=== Section Start ===

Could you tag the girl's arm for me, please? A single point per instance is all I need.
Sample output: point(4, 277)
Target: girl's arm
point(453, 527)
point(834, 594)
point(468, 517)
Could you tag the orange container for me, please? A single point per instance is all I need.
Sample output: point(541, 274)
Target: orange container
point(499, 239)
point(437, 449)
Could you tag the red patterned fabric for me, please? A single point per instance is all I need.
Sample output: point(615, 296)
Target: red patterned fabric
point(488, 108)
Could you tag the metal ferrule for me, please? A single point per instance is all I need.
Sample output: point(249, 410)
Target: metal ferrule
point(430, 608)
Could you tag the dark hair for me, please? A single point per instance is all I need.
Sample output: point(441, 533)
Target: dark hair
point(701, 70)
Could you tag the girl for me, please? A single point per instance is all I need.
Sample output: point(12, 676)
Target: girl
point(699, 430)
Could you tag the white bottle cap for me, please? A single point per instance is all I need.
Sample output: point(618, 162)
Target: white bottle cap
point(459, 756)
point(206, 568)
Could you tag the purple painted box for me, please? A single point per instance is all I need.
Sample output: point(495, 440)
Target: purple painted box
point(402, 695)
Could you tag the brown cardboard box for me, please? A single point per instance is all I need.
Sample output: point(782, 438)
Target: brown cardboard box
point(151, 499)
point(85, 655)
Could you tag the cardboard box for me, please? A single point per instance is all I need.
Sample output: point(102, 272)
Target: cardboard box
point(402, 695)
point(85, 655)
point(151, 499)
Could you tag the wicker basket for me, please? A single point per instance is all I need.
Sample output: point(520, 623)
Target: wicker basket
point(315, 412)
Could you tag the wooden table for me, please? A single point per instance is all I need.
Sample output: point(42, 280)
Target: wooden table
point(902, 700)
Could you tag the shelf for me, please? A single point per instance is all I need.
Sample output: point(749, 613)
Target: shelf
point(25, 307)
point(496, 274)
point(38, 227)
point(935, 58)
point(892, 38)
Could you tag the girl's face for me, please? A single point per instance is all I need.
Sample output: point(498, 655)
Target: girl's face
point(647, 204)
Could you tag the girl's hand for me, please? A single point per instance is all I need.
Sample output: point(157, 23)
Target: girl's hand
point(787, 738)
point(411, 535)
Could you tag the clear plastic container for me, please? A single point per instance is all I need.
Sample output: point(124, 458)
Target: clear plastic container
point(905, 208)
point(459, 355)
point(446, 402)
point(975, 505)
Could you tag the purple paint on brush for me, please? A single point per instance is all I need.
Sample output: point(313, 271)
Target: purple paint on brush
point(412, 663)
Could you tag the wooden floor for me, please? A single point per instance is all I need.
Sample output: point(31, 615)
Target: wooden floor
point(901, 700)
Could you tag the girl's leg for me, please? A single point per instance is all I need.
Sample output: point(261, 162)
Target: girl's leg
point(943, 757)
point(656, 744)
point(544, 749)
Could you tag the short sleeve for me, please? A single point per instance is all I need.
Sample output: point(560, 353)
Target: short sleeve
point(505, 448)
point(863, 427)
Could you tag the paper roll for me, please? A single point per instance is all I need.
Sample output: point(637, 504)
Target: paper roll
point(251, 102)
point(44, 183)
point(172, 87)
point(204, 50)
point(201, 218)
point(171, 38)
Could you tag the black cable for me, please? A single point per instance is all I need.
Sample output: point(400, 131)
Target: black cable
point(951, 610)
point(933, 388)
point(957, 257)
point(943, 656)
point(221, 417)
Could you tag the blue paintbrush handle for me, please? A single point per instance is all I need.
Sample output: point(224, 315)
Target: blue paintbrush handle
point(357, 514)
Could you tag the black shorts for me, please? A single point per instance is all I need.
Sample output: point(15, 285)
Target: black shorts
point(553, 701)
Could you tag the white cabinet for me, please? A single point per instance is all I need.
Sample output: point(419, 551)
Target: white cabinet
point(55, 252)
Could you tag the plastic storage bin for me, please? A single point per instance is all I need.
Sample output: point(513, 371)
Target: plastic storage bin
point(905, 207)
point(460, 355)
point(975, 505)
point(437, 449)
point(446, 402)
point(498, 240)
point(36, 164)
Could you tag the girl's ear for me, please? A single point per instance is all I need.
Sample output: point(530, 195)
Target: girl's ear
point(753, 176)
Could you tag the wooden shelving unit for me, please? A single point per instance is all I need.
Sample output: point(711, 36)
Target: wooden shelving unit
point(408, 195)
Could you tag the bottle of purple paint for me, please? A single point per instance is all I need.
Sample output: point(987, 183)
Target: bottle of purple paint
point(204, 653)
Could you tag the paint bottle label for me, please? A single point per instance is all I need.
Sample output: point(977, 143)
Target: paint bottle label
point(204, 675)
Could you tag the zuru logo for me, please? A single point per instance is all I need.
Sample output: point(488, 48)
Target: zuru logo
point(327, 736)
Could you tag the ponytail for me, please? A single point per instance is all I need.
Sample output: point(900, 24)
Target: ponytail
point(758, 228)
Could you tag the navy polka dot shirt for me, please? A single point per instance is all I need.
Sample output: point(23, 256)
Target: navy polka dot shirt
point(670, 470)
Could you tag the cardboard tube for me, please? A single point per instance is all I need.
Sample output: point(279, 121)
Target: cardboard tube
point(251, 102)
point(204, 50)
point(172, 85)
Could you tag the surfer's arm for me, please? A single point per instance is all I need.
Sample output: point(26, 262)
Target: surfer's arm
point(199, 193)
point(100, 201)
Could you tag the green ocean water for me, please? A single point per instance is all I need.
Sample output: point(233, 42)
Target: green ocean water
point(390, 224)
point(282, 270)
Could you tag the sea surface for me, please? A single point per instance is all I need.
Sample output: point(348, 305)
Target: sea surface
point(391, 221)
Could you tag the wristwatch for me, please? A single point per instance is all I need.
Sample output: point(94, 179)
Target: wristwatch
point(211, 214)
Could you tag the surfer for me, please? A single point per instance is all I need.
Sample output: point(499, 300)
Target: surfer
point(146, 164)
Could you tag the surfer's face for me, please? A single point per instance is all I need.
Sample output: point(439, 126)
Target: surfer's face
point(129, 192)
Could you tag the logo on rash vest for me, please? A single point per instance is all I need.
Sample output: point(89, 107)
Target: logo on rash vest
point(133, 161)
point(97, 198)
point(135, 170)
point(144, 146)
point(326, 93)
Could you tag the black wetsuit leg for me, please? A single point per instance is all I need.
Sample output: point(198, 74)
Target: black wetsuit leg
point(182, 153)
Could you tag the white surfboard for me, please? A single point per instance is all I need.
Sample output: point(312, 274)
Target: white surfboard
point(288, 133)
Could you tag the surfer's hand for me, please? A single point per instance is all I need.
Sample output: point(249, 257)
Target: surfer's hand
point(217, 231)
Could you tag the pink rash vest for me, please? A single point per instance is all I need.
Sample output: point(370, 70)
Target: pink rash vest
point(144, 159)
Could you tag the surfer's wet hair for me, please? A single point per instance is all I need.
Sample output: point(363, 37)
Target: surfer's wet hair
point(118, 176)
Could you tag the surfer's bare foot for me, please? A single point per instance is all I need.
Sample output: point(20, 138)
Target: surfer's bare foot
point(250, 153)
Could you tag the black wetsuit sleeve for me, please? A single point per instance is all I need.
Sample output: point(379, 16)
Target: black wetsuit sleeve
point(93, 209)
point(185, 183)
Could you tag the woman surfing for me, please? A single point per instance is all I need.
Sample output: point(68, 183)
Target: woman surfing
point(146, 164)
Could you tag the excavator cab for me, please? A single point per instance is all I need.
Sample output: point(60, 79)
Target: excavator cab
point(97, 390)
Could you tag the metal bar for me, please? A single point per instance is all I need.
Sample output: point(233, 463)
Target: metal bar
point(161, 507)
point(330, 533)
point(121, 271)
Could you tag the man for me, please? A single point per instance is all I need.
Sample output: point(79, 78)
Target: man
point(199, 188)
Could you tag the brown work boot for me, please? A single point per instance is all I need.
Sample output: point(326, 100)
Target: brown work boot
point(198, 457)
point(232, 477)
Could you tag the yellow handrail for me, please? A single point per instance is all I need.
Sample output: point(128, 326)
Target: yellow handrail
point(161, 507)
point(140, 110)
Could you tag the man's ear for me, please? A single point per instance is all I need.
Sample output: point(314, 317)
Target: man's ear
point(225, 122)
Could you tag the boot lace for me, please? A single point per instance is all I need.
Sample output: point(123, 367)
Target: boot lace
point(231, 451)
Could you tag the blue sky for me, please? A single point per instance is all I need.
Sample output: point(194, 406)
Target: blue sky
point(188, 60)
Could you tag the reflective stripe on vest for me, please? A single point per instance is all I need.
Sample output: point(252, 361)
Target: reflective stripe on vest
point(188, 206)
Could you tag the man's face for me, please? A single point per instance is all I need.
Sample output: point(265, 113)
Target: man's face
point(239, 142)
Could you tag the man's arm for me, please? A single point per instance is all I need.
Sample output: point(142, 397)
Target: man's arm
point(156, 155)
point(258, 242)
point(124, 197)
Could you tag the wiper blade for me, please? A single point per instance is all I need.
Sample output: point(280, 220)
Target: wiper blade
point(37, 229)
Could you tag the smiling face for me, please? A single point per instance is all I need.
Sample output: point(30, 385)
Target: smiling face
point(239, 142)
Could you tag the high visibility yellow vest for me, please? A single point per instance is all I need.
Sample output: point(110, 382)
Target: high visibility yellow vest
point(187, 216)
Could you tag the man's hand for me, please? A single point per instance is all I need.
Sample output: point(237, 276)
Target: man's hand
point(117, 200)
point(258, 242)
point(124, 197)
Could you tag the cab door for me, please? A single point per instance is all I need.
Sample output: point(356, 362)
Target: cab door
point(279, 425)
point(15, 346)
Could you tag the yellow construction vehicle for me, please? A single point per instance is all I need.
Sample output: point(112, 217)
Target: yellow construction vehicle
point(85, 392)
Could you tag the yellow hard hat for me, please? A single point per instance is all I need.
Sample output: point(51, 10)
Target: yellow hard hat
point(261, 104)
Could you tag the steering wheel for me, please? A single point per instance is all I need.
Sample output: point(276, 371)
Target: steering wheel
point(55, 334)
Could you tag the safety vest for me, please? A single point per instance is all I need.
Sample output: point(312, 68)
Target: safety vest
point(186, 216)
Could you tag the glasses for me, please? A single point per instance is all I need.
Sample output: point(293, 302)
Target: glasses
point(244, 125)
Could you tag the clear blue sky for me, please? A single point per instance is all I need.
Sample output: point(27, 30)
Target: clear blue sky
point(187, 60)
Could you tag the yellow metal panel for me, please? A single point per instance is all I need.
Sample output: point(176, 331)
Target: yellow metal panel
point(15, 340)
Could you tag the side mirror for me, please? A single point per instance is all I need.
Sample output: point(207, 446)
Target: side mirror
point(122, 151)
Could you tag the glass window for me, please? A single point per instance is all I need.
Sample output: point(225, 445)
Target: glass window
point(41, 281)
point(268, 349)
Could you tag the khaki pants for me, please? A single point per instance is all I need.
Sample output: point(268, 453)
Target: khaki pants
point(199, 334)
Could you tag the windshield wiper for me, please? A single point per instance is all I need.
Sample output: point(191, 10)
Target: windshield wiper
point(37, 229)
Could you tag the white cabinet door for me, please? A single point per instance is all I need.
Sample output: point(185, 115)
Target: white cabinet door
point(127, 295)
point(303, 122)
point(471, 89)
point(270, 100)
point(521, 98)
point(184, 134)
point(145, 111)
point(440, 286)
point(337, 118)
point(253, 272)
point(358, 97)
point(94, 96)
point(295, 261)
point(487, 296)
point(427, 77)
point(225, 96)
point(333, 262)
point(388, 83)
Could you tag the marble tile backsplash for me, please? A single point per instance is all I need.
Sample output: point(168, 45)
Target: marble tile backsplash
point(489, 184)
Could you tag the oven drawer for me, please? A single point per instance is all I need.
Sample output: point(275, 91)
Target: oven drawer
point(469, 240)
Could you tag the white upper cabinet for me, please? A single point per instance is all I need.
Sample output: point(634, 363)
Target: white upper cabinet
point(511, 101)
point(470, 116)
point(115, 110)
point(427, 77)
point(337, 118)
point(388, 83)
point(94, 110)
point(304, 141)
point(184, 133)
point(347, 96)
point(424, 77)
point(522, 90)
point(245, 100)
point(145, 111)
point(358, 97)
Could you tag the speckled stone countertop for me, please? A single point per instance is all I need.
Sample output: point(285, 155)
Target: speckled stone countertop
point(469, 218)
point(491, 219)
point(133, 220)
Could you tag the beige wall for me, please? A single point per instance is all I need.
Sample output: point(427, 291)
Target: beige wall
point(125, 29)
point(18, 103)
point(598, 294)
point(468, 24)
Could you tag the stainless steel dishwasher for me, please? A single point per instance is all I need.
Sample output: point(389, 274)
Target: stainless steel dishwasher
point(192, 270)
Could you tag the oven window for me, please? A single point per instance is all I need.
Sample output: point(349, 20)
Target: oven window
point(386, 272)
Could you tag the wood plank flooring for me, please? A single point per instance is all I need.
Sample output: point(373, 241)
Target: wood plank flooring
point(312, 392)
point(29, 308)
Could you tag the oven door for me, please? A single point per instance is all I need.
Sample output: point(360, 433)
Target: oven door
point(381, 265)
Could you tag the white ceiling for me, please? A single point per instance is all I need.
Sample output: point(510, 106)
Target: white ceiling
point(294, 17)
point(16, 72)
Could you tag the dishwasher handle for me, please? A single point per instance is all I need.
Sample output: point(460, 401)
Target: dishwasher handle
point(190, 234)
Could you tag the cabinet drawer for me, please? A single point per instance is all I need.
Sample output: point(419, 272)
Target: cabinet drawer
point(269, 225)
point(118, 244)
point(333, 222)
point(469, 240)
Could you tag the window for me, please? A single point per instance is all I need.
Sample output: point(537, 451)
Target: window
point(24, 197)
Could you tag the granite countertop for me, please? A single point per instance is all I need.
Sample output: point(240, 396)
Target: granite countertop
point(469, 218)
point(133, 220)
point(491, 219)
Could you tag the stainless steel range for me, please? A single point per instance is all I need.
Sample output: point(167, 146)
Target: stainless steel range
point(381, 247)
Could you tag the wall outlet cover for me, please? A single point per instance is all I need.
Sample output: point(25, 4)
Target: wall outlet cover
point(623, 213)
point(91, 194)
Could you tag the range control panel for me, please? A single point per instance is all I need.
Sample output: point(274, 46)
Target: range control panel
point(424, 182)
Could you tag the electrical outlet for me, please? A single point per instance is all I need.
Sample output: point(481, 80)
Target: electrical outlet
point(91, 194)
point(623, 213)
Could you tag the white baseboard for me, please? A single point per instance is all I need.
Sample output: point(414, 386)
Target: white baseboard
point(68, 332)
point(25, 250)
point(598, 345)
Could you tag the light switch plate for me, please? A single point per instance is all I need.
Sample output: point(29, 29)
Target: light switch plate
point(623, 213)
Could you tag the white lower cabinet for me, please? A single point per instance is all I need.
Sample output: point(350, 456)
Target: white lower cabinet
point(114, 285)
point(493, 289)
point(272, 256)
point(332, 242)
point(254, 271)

=== Section End ===

> **What is needed**: Print exactly the lines above from the one with "Could you tag the excavator" to the one with "Sample output: point(314, 317)", including both.

> **Finished exercise**:
Could you tag the excavator cab for me, please? A single point per instance is all I need.
Sample output: point(60, 79)
Target: excavator cab
point(97, 390)
Could you tag the metal bar for me, please? A single point per instance is all I need.
Sample output: point(233, 463)
Target: metal bar
point(161, 507)
point(330, 533)
point(121, 271)
Could you tag the man for me, please? A single point per instance is all I need.
Sample output: point(79, 78)
Target: man
point(199, 188)
Could you tag the brown work boot for me, please? A single point per instance is all I need.
Sample output: point(326, 100)
Target: brown work boot
point(198, 457)
point(232, 477)
Could you tag the yellow handrail for me, please? A single point per instance is all I need.
Sample output: point(128, 326)
Target: yellow handrail
point(161, 507)
point(140, 110)
Could you tag the man's ear for me, please? A single point per instance is all I need.
Sample output: point(314, 317)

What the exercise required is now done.